Task objective
In the records below, find the line containing "drop a dot on every instance of the white tulle". Output it and every line after it to the end, unchanged, with no pictures.

Task data
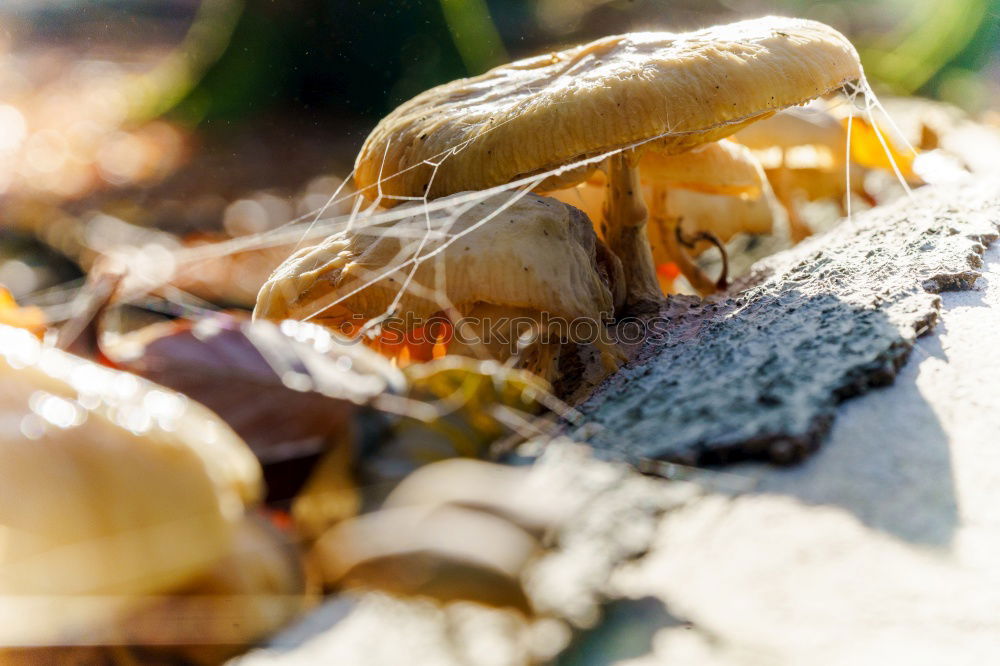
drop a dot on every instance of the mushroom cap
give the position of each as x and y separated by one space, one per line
535 115
720 167
811 125
717 171
535 253
111 485
721 215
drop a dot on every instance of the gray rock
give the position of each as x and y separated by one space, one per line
758 373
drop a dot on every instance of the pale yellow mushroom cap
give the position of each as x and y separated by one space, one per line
811 125
719 187
720 167
536 253
538 114
109 486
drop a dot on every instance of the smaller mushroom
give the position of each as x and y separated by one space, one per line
804 153
510 278
113 489
707 194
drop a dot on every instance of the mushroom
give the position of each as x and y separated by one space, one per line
709 193
553 118
488 273
804 152
113 488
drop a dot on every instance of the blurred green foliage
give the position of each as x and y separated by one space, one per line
364 57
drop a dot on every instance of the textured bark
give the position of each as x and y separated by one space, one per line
757 373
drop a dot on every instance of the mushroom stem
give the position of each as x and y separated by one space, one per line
797 227
670 227
625 218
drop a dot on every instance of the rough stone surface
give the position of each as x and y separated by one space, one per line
880 549
758 374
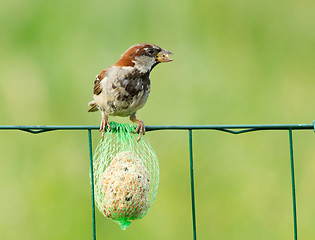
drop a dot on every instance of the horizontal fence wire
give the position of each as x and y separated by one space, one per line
233 129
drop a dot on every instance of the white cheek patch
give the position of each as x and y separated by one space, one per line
144 63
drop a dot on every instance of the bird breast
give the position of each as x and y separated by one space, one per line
125 90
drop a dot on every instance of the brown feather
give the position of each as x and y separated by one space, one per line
97 83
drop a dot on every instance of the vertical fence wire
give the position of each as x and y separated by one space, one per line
293 185
92 184
192 185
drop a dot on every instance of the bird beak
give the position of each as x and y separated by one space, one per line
163 56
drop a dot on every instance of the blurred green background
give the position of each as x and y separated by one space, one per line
236 62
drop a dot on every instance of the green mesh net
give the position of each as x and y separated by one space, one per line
126 175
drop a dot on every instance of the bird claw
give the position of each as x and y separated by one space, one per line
102 129
141 129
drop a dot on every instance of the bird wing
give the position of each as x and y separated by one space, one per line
97 90
97 83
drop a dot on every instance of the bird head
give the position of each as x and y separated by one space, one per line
144 57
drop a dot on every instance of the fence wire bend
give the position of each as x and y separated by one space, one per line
232 129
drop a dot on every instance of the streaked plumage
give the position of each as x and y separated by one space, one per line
122 89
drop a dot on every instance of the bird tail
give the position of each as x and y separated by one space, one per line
93 106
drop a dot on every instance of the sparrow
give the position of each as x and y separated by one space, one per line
123 89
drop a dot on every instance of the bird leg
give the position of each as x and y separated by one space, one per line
140 125
104 123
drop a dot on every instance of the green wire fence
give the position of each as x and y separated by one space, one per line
233 129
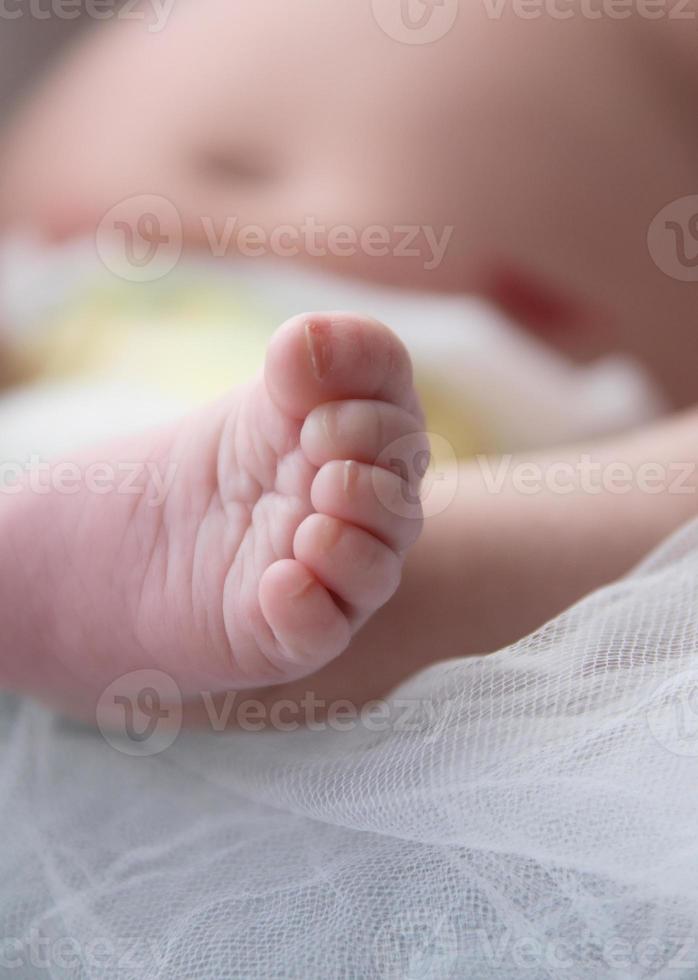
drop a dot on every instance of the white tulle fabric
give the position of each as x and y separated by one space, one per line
538 819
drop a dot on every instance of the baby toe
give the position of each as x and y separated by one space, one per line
309 628
372 498
353 564
366 431
324 357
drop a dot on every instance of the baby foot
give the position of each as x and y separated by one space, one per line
283 531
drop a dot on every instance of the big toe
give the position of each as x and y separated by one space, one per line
324 357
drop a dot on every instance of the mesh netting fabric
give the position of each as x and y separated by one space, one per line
528 814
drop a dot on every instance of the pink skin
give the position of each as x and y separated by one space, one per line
547 144
275 543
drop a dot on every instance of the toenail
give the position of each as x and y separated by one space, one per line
320 349
302 591
330 533
351 475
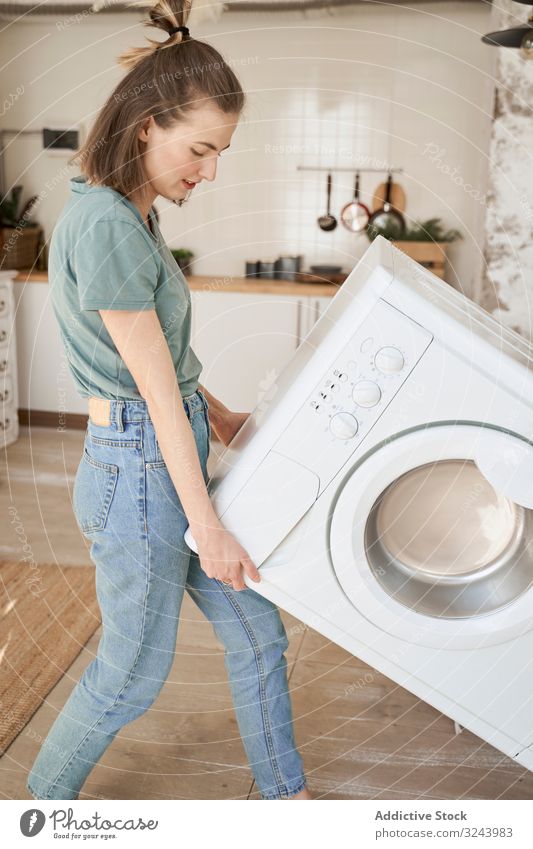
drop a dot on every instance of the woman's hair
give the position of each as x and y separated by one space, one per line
166 80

Result for this exercise
drop a dot on every instance of the white tulle fabric
give the position of each as x and y separated by one space, one per line
538 819
drop a dot on every instance of the baby toe
give the position of each as x and y separated by one space, one per line
309 628
372 498
353 564
366 431
324 357
drop a dot on every instance of the baby foot
give the position of each as x and y separated by one space, one per line
283 531
drop a dot on every instance of the big toe
give the position of each as x and y separated by one space, one per line
324 357
drop a dot on every instance of the mesh netting fabric
give the position of each as x and y separated by one space, one per line
528 814
drop a dot on every instance of the pink skin
give the position of each as x and y separated by one space, one per line
547 144
275 543
drop a dot on every instance of the toenail
give the position of each as x and y separated by one space, one per line
320 349
302 591
330 533
351 475
drop a dot on every instance of the woman's hair
give the position of each as x and y separated by one space, one per line
166 80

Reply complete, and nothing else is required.